> **Document passage**
▼▼▼

Multiple problems with Payroll

I think the pain point is limited to using gross_year_to_date in the calculations. I agree this is not a bug, but could be a feature request.

I will try to solve this issue with a custom app:

  1. Create a setting for payroll settings “do_not_include_current_earnings_in_ytd”.
  2. Create an override in the Salary Slip calculations to only use submitted salary slips (excluding current) when determining gross_ytd
  3. When I need to include gross_pay in gross_ytd, I’ll add it manually in the formula (gross_year_to_date + gross_pay).

If I get that working, I’ll suggest a feature request to help others with this struggle.

It could certainly be done, and I had a working demo at one point, but the maintainers decided to move in a different direction.

There’s some discussion here: Feature Request: Multiple Income Tax Slab components · Issue #111 · frappe/hrms · GitHub

Hmm…creating a setting like that is going to break a lot of reports out there, and I don’t see how it solves the issue here.

▲▲▲

> **Stored data**
▼▼▼

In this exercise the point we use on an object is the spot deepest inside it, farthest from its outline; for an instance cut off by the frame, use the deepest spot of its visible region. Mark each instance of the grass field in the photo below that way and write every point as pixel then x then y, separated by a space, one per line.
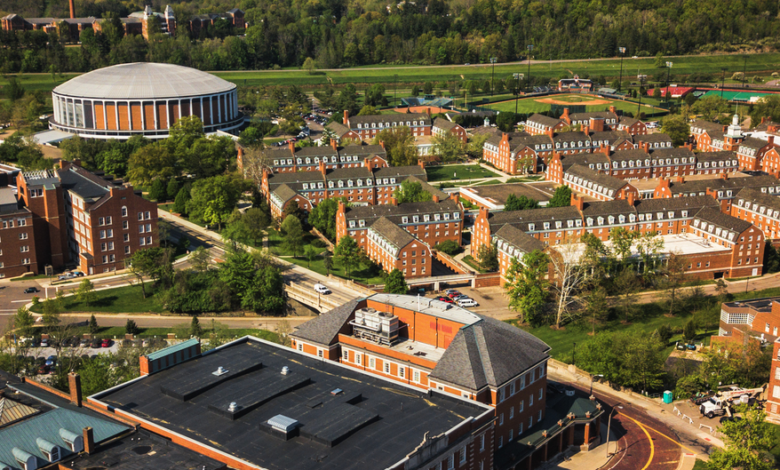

▲▲▲

> **Task set**
[A] Answer these from the payroll thread:
(i) What name is proposed for the new payroll setting?
(ii) What formula will be used when gross_pay needs to be included in gross_ytd?
(iii) According to the reply that mentions a working demo, what did the maintainers decide?
[B] Shorten the paragraph of the payroll thread that begins "I think the pain point" into one sentence, keeping its main facts.
[C] Extend the payroll thread past its last post.

> **Answers for this exercise**
[A]
(i) "do_not_include_current_earnings_in_ytd"
(ii) gross_year_to_date + gross_pay
(iii) To move in a different direction.

[B] The problem is limited to using gross_year_to_date in calculations, which is not a bug but could be a feature request.

[C]
If you want to make gross_year_to_date more useful without re-validation hacks, why not just refactor the validation method to calculate ytds after earnings but before deductions?

We need to gross_year_to_date in earnings components as well (any employer imposed taxes need to go in earnings components, with matching deduction components).

I haven’t investigated yet, but I don’t see how it would break reports. Reports should be based on submitted salary slips and salary detail, no? If the functions are called outside of Salary Slip CRUD operations, then that would be problematic.

Would it be possible to create another variable that references gross_year_to_date which specifically excludes the additions in the current document?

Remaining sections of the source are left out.